[Recorded information]
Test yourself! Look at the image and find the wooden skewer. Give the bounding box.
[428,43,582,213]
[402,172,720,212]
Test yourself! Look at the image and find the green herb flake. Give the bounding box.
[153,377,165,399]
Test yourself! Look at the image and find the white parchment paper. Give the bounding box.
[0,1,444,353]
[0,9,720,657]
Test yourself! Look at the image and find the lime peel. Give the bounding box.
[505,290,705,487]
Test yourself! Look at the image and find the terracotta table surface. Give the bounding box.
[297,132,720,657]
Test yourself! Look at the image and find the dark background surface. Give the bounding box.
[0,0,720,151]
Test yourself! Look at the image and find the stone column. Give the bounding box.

[Do this]
Present every line of the records above as a numbered list, omitting any blank lines.

[Final result]
1. Test yourself! Look at the image and find the wooden skewer. Give the bounding box.
2. [428,43,582,213]
3. [402,172,720,212]
4. Test yourself! Look at the image and find the green herb flake. Give the bounding box.
5. [153,377,165,399]
6. Test yourself! Look at the image and find the white parchment paper. Give the bounding box.
7. [0,1,444,353]
8. [0,9,720,657]
9. Test yourself! Look at the image and find the lime peel. Give the bounding box.
10. [505,290,705,487]
11. Test yourself! Look at the image and find the terracotta table surface. Give the bounding box.
12. [297,132,720,657]
13. Test yourself! Look at the image and find the dark background surface. Give the bounding box.
14. [0,0,720,151]
15. Test yourself! Look at the image and find the stone column. Give the bounding box.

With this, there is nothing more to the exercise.